**To do**
A – Answer these questions about the forum thread on Boost caching:
(i) Who has been looking into this for OA?
(ii) What does the thread say not to update on each cache creation "action" in the boost_cache table?
(iii) What two things do views need to store?
B – From the forum thread on Boost caching, extract the stretch from "Vacilando’s picture" through "the expires module.".
C – Summarize the forum thread on Boost caching in two sentences.

This all becomes mind bogglingly complex after a while, and then someone will go, hey I use OG, can you make this N-dimensional too?

yhahn has been looking into this stuff for OA, so might be worth getting him involved too.

Subscribe.

Vacilando’s picture

Subscribing.

mikeytown2’s picture

How to deal with all the writes that happen to the boost_cache table: Don't update all fields on each cache creation "action".

How to deal with all the writes that happen to the boost_cache_relationship table: Have a dirty flag so if the parent or child entity gets updated then it knows to recreate the relationship on cache creation. Will need some smart logic for views pagers. This is a major priority. Once I get this figured out I can then bring in views to the expires module.

mikeytown2’s picture

views need to store the argument given to it as well as the page number its on. Finding new content on views with arguments will be a challenge; taxonomy I can make it work, other types of arguments will not be as easy to magically do. Current progress on views page cache logic is going on here
http://drupal.org/node/785766#comment-3341042

ogi’s picture

subscribe

a_c_m’s picture

subscribe

achton’s picture

Subscribing.

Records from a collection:
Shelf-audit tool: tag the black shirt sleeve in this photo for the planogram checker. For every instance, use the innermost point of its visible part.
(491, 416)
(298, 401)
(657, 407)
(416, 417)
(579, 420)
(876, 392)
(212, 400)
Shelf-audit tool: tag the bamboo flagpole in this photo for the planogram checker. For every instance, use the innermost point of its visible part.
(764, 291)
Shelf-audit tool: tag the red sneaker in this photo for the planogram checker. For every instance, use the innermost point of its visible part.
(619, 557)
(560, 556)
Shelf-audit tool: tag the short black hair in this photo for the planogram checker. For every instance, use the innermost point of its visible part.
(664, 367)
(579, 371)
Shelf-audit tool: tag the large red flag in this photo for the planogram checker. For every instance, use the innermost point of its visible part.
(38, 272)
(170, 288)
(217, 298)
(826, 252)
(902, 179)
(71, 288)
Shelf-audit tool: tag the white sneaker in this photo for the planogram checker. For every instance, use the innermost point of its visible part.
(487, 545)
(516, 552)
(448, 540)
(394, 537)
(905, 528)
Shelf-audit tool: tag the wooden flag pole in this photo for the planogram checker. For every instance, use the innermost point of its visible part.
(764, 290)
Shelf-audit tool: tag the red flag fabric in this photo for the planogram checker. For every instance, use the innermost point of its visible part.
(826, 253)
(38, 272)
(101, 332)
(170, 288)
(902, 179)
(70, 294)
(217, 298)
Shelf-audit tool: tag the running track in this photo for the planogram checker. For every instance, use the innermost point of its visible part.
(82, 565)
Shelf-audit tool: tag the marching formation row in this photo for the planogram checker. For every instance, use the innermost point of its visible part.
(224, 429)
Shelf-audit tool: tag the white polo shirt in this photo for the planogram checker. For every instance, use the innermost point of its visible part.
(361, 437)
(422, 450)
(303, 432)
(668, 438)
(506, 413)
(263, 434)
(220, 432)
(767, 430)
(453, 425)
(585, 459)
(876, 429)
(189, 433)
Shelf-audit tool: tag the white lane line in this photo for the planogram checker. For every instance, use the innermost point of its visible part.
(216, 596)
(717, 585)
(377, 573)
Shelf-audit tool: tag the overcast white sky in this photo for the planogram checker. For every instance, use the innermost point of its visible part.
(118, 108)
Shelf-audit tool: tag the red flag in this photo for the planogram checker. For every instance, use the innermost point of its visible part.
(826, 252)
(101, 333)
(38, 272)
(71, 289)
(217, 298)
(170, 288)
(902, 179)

**Task-by-task results**
A –
(i) yhahn
(ii) All fields
(iii) The argument given to it and the page number it is on

B –
Vacilando’s picture

Subscribing.

mikeytown2’s picture

How to deal with all the writes that happen to the boost_cache table: Don't update all fields on each cache creation "action".

How to deal with all the writes that happen to the boost_cache_relationship table: Have a dirty flag so if the parent or child entity gets updated then it knows to recreate the relationship on cache creation. Will need some smart logic for views pagers. This is a major priority. Once I get this figured out I can then bring in views to the expires module.

C – To reduce writes, the thread proposes not updating all fields of the boost_cache table on each cache creation and adding a dirty flag so the boost_cache_relationship table recreates a relationship only when a parent or child entity changes. Views must store their argument and page number, and finding new content on views with arguments other than taxonomy will be a challenge.